START Passage provided

Generations of LGBTQ+ students were part of an extensive history of activism that has paved the way for queer students today.

1960s

Larry Alford, a UNC alumnus and the chief librarian of the University of Toronto Libraries, said most gay students at UNC during the late 1960s and early '70s, including himself, were very closeted, some because they were afraid of being arrested.

With this in mind, plenty of queer students attended the University, but they were mindful of where they congregated on campus. Alford said the quad outside of Murphey Hall and the basement of Wilson Library were popular spots for gay men to gather.

During his undergraduate years, the first all-gay bar in Chapel Hill, called Pegasus, opened.

Alford said that he attended the University during a time of "huge social change, and incredibly positive social change" for the gay community. 

1970s

In 1974, the Carolina Gay Association, now called the Sexuality and Gender Alliance, was formed by gay, lesbian and gender non-conforming undergraduate and graduate students, Hooper Schultzsaid. Schultz is a fourth-year Ph.D. candidate studying 1970s queer activism on college campuses in the U.S. South.

The CGA began their queer newsletter, "Lambda," in 1976, which Schultz said had one of the largest distributions of any gay newspaper in the late 1970s.

From April 2 through April 4, 1976, the CGA hosted the first annual Southeastern Gay Conference, which drew hundreds of people to the Student Union, including famous LGBTQ+ activists like Franklin Kameny.

The conference had two full days of panels and workshops on topics such as alcoholism and drug abuse in the queer community and how to pass a nondiscrimination ordinance.

END Passage provided
START Material provided

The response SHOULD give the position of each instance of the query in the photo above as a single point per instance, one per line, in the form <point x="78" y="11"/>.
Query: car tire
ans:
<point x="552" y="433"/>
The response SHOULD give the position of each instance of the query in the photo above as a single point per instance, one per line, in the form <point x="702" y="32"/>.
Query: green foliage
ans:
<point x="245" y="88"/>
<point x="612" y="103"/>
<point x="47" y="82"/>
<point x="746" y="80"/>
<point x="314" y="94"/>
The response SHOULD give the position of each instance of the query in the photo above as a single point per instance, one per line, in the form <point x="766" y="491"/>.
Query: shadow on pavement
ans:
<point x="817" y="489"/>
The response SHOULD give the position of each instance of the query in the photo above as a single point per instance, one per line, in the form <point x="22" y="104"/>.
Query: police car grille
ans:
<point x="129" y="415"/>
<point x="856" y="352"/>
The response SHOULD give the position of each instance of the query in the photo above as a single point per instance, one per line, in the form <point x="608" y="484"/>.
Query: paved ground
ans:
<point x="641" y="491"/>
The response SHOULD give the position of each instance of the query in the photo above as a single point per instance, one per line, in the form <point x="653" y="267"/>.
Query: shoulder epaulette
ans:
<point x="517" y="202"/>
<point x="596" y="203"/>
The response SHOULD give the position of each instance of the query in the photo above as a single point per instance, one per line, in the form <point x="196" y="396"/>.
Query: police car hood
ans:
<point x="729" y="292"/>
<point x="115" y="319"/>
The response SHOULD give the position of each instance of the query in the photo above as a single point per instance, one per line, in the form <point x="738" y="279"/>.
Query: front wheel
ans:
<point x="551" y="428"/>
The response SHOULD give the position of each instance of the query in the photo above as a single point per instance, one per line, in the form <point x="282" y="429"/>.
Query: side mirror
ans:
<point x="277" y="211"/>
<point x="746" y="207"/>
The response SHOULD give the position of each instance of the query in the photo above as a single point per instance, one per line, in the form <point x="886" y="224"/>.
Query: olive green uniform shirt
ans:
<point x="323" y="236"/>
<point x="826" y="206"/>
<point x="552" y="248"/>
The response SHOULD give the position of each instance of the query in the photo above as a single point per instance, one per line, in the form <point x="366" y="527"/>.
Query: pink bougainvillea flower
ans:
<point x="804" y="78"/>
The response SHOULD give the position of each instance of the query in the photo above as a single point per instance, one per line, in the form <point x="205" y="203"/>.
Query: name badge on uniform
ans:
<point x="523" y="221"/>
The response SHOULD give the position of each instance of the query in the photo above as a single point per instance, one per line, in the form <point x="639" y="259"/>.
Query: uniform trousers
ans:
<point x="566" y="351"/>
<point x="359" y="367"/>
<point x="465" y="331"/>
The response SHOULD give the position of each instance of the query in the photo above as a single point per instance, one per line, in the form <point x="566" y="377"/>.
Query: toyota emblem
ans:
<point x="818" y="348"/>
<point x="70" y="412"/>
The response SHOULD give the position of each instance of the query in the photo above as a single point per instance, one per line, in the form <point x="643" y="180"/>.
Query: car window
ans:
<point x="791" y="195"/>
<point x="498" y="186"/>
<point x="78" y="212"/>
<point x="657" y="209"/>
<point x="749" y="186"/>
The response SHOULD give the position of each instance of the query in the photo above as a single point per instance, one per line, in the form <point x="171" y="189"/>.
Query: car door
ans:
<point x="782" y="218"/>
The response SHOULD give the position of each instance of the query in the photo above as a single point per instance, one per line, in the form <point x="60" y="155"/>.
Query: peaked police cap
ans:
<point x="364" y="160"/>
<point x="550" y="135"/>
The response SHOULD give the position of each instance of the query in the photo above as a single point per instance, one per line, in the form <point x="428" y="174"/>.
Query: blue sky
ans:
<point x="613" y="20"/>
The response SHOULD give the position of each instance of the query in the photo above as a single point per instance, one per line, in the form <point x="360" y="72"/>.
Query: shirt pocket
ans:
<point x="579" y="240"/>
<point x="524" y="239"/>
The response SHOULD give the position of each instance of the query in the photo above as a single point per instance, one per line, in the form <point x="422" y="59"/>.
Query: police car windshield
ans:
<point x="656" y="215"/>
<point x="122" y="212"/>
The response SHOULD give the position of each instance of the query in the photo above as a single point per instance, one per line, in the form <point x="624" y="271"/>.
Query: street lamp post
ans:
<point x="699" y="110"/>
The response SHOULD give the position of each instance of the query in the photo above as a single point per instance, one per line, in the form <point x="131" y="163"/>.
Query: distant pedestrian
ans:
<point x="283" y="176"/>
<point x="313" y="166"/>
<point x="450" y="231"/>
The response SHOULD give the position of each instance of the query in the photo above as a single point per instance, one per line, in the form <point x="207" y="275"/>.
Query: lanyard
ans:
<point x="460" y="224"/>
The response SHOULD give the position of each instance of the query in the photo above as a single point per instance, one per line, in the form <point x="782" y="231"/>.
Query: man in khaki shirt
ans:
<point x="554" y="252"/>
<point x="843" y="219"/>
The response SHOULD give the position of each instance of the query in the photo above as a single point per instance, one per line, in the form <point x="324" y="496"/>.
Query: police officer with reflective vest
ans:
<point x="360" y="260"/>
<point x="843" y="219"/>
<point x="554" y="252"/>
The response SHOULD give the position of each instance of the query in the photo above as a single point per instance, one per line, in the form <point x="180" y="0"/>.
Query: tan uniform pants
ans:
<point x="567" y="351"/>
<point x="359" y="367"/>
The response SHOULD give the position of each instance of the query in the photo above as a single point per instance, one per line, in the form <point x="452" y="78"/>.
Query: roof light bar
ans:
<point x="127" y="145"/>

END Material provided

▸ **What you are asked to do**
Could you pick up the passage on LGBTQ+ student activism at UNC after its last sentence and continue it? You can set the items aside; they aren't needed here.

▸ **Reply**
"It's always fascinating to me, because things that we think of as current conversations in the queer community, these people were having in 1976," said Schultz.

1980s-1990s

In 1985, around 15 to 20 percent of UNC Hospitals' admissions were for AIDS. 

Myron Cohen, global health director at the UNC Institute for Global Health and Infectious Diseases, said he began working at UNC in the early 1980s, just as the HIV/AIDS outbreak began.

Cohen described the discrimination that gay men faced during the epidemic as a "merciless stigma." Throughout this time, he said that LGBTQ+ activists were instrumental in trying to destigmatize the disease while advocating for a cure.

"And then it was these very courageous, and out there, LGBTQ advocates nationwide that accelerated the development of treatments and prevention activities and vaccine development," Cohen said.

2000s

The stigma around HIV and AIDS decreased over time as more treatments were made available, but systemic discriminatory policies against the LGBTQ+ community still existed. 

In 2010, a senior UNC ROTC cadet named Sara Isaacson was removed from the program after disclosing her identity as a lesbian. At that time, the U.S. military's "Don't Ask, Don't Tell" policy banned openly gay, lesbian or bisexual people from serving in the military.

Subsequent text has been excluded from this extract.